» **Extrait à lire**
====================

Co-Champion du monde du 100 m dos en 2011 à égalité avec Camille Lacourt, Jérémy Stravius est bien placé pour évoquer les grandes rivalités de l’histoire de la natation. Le dossiste de 34 ans ne sait pas encore quand il prendra sa retraite, mais a encore toute sa mémoire pour regarder dans le « rétro » et se souvenir des plus grandes confrontations dans les bassins.
Thorpe VS VDH (van den Hoogenband)
Thorpe a été en confrontation avec tellement de nageurs, avec Phelps, sur 200M NL, l’Américain ne faisant pas de 400 et l’Australien pas de 100M. Entre ces deux-là, je n’ai pas forcément de course qui me revienne, d’une course où il y ait eu de gros face à face. En fait, la rivalité se situe plus entre Thorpe et VDH (van den Hoogenband), et notamment autour de ce 200M NL à Sydney aux JO 2000. C’était juste « fou » cette confrontation, ces 2 mondes. Je l’avais regardée à la TV, et je me disais vraiment que c’était un moment absolument énorme. Comme deux idoles pour moi, c’était dingue de retrouver cette confrontation sur une compétition phare. Et on en rêve tous de retrouver aujourd’hui deux nageurs comme eux avec autant d’indécision. Thorpe, cela reste Thorpe, immense par la taille, et impressionnant de relâchement et de facilité. En même temps, il nageait très grand. Il chausse au moins du 50. Et au niveau de ses mouvements, il allait chercher très loin devant, très loin derrière. Van den Hoogenband, c’est le premier à passer sous les 48 sur 100M NL, cette puissance, cette force mais sans être brutal. Une nage relâchée, vive. Un peu comme Popov, il nageait très vite mas sans être « bourrin » comme on a pu le voir à partir de 2010 avec des sprinteurs très, très musclés. Je me suis inspiré de ces deux très grands nageurs, et Thorpe a d’ailleurs été l’un des premiers que j’ai observé techniquement.

====================

» **Entrées enregistrées**
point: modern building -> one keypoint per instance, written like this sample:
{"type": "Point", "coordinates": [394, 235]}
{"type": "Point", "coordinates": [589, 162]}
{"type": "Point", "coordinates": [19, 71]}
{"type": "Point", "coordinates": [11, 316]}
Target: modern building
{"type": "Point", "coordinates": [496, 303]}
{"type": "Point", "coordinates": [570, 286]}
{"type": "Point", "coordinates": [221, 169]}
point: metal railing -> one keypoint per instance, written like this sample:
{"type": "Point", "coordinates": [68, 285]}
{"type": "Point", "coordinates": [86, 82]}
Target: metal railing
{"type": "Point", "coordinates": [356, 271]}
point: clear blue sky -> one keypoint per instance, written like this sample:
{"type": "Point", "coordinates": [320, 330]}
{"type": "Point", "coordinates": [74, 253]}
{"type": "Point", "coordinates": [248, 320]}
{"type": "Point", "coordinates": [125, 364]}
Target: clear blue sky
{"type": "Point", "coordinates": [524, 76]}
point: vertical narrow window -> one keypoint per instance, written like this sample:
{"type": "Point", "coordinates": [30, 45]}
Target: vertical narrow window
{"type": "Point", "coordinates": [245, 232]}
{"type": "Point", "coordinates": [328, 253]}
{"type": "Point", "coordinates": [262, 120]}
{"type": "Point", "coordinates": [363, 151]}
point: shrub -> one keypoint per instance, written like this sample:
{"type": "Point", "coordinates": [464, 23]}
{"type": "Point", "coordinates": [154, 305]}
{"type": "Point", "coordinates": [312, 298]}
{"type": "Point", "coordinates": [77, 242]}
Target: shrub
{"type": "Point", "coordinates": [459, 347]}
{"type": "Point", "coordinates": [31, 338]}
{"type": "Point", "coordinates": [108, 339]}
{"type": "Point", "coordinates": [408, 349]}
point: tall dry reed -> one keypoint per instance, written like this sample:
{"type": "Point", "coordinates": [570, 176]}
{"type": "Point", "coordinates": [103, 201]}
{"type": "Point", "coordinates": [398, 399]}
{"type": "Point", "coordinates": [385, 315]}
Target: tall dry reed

====================

» **Énoncé de la tâche**
Réécrivez l'extrait sur les rivalités en natation à partir de « Co-Champion du monde » jusqu'à « dans les bassins. » inclus, en substituant « nageur » à « dossiste ».

» **Résultat final**
Co-Champion du monde du 100 m dos en 2011 à égalité avec Camille Lacourt, Jérémy Stravius est bien placé pour évoquer les grandes rivalités de l’histoire de la natation. Le nageur de 34 ans ne sait pas encore quand il prendra sa retraite, mais a encore toute sa mémoire pour regarder dans le « rétro » et se souvenir des plus grandes confrontations dans les bassins.